Items stored from a collection
╭──

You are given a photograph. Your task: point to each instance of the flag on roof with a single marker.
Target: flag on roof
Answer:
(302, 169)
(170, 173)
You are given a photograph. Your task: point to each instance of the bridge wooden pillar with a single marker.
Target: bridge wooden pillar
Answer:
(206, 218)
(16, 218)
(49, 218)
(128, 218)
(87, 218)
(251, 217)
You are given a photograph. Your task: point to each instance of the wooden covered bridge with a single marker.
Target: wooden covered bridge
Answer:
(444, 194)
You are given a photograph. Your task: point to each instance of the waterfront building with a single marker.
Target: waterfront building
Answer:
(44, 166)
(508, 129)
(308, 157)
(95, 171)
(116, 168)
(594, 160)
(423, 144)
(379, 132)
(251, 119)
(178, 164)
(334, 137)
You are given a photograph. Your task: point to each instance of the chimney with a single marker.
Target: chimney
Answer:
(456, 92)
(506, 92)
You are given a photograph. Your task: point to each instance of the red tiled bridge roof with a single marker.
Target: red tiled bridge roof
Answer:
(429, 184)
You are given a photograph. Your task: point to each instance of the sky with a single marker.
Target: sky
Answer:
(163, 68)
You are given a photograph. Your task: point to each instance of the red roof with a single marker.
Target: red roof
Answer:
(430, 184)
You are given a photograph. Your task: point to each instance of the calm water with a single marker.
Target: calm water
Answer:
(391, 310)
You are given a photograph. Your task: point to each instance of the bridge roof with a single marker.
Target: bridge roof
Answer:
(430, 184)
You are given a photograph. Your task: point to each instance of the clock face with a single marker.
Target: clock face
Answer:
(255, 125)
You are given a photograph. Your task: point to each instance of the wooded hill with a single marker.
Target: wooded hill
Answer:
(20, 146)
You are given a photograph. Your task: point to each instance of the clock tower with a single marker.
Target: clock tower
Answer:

╰──
╭──

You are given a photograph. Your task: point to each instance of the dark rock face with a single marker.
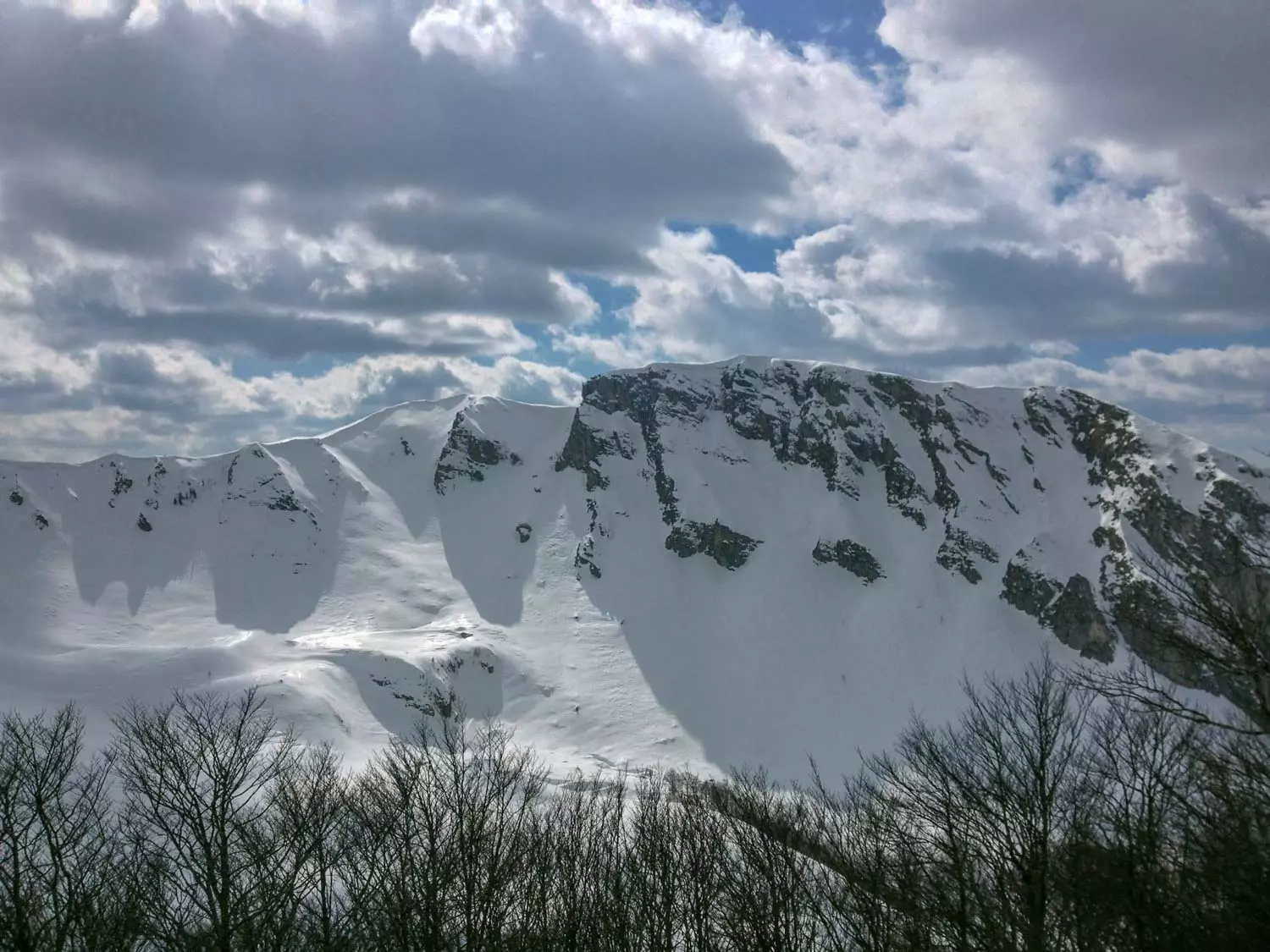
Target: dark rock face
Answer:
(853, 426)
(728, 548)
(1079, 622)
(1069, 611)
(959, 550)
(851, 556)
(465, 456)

╰──

### What you are asked to do
Locate each line in the listing above that contains the word "bridge" and copy those lines out.

### The solution
You are given a photograph. Your task: point to each instance of the bridge wooden pillar with a single marker.
Target: bridge wooden pillar
You are given a photograph. Your task: point to each instance of the wooden covered bridge with a single marker.
Target: wooden covered bridge
You are given a photograph. Your task: point to each instance of the red tiled bridge roof with a single marker.
Target: red tiled bridge roof
You are given a photograph. Your task: point to each instance of the bridge roof with a single marker.
Target: bridge roof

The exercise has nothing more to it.